WORK REQUEST:
Please return the records below exactly as they stand, with the pictures removed.

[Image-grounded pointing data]
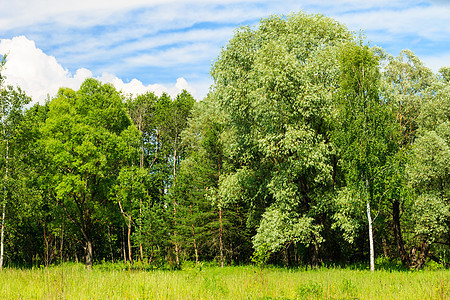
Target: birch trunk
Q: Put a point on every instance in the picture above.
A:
(2, 238)
(220, 238)
(372, 255)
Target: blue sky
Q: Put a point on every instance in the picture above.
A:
(169, 45)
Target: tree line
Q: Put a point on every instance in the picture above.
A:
(310, 148)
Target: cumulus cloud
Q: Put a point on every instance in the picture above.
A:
(40, 75)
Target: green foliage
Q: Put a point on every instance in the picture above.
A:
(275, 82)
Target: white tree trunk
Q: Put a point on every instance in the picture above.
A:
(372, 255)
(2, 236)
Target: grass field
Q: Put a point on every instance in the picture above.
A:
(73, 281)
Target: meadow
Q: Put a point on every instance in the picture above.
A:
(73, 281)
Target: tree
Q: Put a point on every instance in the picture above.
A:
(12, 102)
(428, 170)
(85, 138)
(276, 83)
(364, 130)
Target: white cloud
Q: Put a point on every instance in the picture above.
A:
(40, 75)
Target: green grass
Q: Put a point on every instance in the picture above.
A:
(72, 281)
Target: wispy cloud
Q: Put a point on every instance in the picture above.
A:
(159, 41)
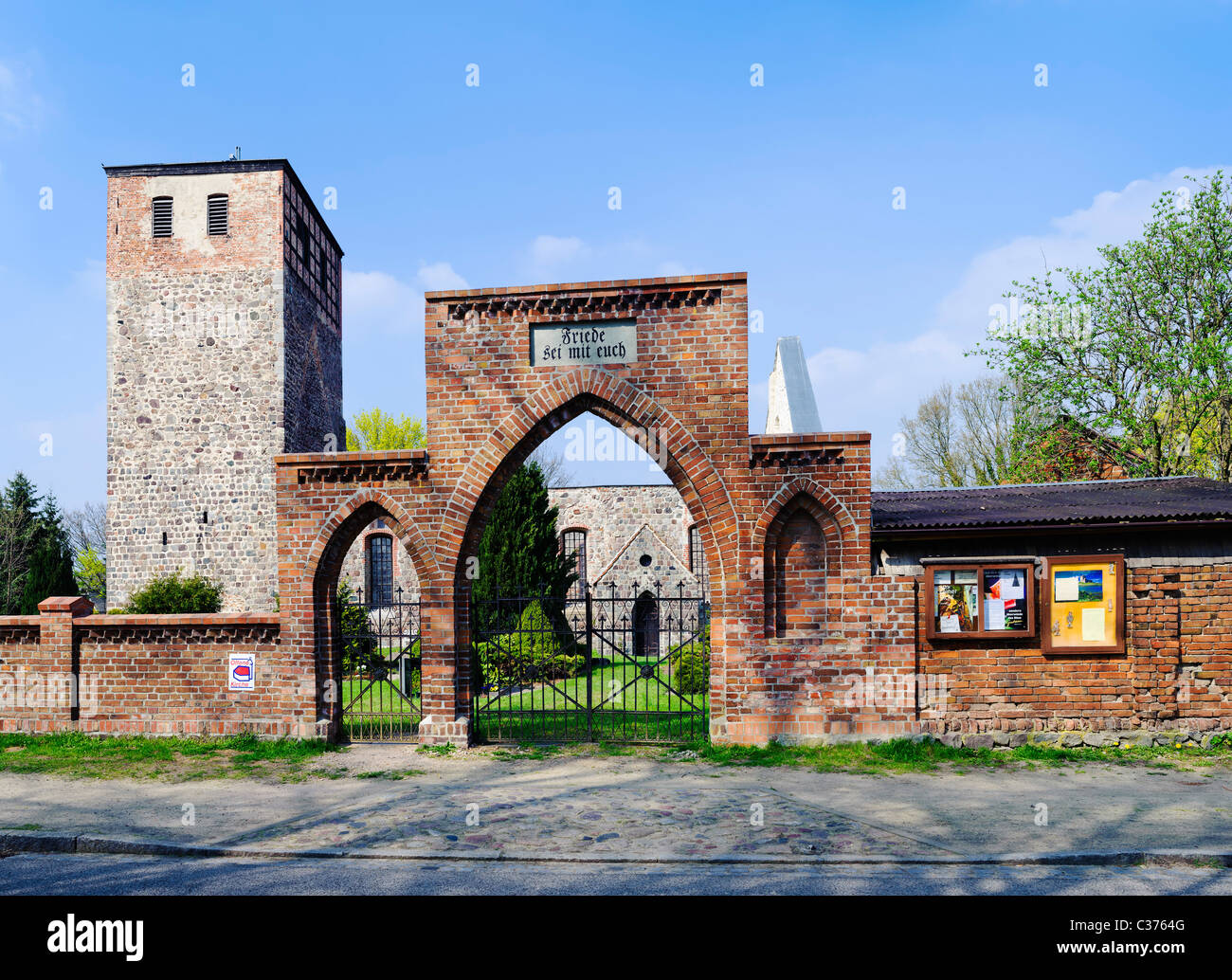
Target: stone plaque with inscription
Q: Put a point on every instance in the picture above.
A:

EXERCISE OUTPUT:
Target: birch trunk
Q: Put a point on every instance in the picture above.
A:
(2, 238)
(220, 238)
(372, 255)
Target: blue sky
Q: Put a point on every instance in the picture above.
A:
(169, 45)
Target: tree line
Q: Put a point on every instance in the picture above.
A:
(310, 148)
Target: cumulus cloud
Q: Put a point on every instance in the picture above.
A:
(40, 75)
Target: green foliage
Q: Put a point on every instance in the picture above.
A:
(275, 82)
Target: white tree trunk
Q: Put a point on every instance in the picture above.
A:
(372, 255)
(2, 236)
Target: grass field
Q: Put a point on every instance in the picture above.
A:
(73, 281)
Target: meadow
Q: Put a point on every instance in the picture above.
A:
(73, 281)
Target: tree
Q: Put a point on every instance in the picture above.
A:
(12, 102)
(428, 170)
(85, 138)
(276, 83)
(364, 130)
Target: white cloud
Q: Put a point on every instance in the picture above.
A:
(40, 75)
Target: green grass
Q: Put a point on every instance in the picture above.
A:
(72, 281)
Target: wispy cloud
Q: Put a point on every instance in the picture above.
A:
(159, 41)
Target: stone plaque with inscription
Q: Put a point on every instance in the picture above.
A:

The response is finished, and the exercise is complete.